::: Excerpted records :::

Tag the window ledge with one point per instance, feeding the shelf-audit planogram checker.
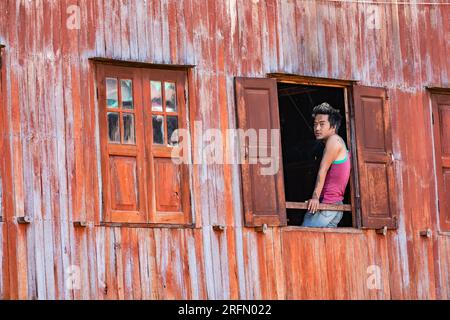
(326, 230)
(147, 225)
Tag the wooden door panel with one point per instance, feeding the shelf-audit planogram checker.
(375, 158)
(168, 186)
(263, 195)
(124, 182)
(441, 115)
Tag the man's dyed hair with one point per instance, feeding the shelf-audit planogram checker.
(334, 117)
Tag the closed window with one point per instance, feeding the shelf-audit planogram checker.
(139, 113)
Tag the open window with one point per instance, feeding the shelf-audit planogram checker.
(139, 110)
(285, 102)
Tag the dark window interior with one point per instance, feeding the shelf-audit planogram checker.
(302, 153)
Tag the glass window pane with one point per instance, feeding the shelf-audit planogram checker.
(158, 129)
(129, 135)
(111, 93)
(171, 97)
(172, 125)
(113, 127)
(127, 93)
(156, 95)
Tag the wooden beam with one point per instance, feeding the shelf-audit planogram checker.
(442, 90)
(294, 91)
(313, 81)
(140, 64)
(322, 206)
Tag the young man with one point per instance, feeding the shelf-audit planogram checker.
(334, 170)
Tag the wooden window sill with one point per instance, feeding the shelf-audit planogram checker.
(325, 230)
(147, 225)
(322, 206)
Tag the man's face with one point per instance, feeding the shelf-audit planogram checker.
(322, 127)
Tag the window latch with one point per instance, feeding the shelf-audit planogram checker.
(262, 228)
(382, 231)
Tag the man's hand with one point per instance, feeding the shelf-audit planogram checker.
(313, 205)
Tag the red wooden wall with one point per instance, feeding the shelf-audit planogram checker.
(48, 89)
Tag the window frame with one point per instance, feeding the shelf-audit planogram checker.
(347, 87)
(435, 94)
(184, 112)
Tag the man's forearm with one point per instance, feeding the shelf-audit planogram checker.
(319, 186)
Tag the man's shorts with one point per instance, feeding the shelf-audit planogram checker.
(323, 219)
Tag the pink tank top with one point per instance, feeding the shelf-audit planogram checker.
(336, 181)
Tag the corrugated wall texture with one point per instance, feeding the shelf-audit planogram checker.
(53, 135)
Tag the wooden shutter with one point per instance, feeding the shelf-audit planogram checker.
(441, 120)
(263, 195)
(375, 158)
(123, 170)
(168, 183)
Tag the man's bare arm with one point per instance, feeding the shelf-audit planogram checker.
(331, 152)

:::

Task description => Pictures stay out; everything else in the records above gets copied exactly.

Your solution =>
Tag the window ledge with one point per instance, feeding the shelf-audit planogram checker.
(326, 230)
(147, 225)
Tag the wooden door panel with one point per instance, feeding the shelf-audit planogram checker.
(375, 158)
(168, 186)
(263, 195)
(124, 182)
(441, 115)
Tag the man's dyed hair with one point per instance, feeding the shelf-audit planogram checker.
(334, 117)
Tag the closed window with one point per instance, feeding the shelf-audit planogram checker.
(139, 113)
Tag the open window with one point per instance, feeding the shelf-audit planogram checker.
(139, 110)
(285, 102)
Tag the dark window interior with one point per instance, feeding the shelf-audit planogram checker.
(302, 153)
Tag the glass window pane with one point per instance, feeding the shelf-audit planogram checker.
(158, 129)
(129, 135)
(111, 93)
(171, 97)
(172, 125)
(113, 127)
(127, 93)
(156, 95)
Tag the wooden beam with one point per instance, feeding the shelf-audit planogram checker.
(442, 90)
(294, 91)
(313, 81)
(140, 64)
(322, 206)
Tag the young man with one point per instance, feeding the shelf-audit planogram checker.
(334, 170)
Tag the wooden window sill with one point per instance, feeding the shelf-audit planogram checker.
(325, 230)
(147, 225)
(322, 206)
Tag the man's face with one point per instance, feeding the shelf-audit planogram checker.
(322, 127)
Tag the window latch with one point per instance, feeding the shelf-audit planogram checker.
(262, 228)
(382, 231)
Tag the man's hand with one point per instance, feeding the shelf-audit planogram checker.
(313, 205)
Tag the red wooden wall with one point per instance, feeding the shelf-audit planogram checker.
(48, 89)
Tag the window frame with one point per instance, feeding the shelf-audit planogram checker.
(347, 87)
(435, 94)
(184, 112)
Tag the man's forearm with one point per instance, feeding the shelf-audit planogram checker.
(319, 186)
Tag the man's shorts with one point per instance, feeding the shelf-audit planogram checker.
(323, 219)
Tag the pink tank top with one point per instance, feeding the shelf-audit planogram checker.
(336, 181)
Tag the corrugated wall texture with one point per instance, feeding the shelf-audit planogram checker.
(53, 135)
Tag the wooden shutter with one point per instance, feeding the shelf-audit planogram checker.
(441, 120)
(263, 195)
(375, 158)
(123, 170)
(168, 183)
Tag the man's bare arm with one point per instance, feeding the shelf-audit planogram checker.
(331, 152)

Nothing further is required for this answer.